Input
-----

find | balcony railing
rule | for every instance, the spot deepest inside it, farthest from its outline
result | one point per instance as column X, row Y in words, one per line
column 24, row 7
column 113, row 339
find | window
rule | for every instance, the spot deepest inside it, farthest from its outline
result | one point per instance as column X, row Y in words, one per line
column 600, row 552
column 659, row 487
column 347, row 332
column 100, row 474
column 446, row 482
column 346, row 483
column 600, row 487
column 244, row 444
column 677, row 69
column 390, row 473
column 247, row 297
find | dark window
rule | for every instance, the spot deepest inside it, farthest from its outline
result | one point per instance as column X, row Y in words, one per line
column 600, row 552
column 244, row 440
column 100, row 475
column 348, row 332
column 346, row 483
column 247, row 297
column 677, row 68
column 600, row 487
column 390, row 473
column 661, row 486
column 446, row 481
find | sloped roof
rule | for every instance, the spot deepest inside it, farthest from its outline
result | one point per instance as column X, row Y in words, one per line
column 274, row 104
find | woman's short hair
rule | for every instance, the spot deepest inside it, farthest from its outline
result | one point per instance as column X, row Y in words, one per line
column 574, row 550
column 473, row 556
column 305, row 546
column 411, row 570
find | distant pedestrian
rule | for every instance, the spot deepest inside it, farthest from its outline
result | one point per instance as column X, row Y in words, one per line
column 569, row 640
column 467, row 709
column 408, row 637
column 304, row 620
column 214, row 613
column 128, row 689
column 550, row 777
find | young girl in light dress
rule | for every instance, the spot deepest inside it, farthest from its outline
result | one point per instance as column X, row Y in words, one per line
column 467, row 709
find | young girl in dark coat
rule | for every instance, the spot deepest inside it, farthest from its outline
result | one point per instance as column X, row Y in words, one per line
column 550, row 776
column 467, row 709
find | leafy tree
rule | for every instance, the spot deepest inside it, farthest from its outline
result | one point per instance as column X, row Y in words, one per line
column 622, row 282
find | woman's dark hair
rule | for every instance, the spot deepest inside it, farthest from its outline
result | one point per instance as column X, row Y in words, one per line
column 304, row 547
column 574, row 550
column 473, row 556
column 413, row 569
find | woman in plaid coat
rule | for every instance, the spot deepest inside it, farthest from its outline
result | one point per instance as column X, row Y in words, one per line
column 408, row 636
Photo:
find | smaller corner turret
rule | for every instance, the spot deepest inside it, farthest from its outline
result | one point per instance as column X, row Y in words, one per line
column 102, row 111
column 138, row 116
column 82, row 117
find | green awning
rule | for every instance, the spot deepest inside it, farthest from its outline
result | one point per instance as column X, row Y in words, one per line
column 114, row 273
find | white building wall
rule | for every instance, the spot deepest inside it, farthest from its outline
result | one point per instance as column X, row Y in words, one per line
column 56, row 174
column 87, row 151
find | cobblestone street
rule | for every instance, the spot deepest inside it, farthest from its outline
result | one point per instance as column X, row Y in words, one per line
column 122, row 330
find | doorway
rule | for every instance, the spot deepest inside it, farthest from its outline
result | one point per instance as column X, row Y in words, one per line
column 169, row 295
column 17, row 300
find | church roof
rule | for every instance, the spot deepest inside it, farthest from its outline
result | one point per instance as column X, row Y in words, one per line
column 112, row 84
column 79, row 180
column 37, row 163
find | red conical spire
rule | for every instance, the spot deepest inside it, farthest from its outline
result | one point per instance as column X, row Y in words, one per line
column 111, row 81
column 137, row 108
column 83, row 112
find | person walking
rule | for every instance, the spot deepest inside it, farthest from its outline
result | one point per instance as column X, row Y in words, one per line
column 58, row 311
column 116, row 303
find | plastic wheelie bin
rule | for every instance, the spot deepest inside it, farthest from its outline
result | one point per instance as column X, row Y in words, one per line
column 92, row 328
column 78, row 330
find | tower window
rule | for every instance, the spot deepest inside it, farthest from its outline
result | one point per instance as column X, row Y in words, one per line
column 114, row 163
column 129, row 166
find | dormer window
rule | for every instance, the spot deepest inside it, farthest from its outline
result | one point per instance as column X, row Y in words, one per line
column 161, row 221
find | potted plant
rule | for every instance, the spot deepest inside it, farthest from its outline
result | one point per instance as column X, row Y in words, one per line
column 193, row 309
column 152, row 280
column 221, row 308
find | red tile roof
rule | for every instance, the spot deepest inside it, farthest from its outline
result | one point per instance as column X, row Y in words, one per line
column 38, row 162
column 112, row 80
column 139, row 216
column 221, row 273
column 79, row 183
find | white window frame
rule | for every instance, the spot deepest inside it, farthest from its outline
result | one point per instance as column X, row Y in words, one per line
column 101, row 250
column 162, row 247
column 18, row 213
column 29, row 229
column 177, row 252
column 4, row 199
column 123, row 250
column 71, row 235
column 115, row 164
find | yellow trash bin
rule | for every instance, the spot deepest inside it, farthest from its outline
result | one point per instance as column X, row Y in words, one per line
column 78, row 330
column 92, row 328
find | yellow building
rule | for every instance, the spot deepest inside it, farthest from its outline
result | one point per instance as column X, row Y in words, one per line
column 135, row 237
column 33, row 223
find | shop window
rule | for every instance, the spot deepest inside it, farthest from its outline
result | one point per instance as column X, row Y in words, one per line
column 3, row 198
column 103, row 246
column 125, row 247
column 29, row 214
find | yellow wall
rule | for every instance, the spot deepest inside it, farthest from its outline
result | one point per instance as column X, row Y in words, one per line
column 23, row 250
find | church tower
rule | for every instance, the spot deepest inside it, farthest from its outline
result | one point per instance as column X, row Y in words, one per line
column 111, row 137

-----

Problem requirements
Your task is to copy each line of the data above that holds "hair".

Problem solution
find | woman's short hair
find | woman's dark hair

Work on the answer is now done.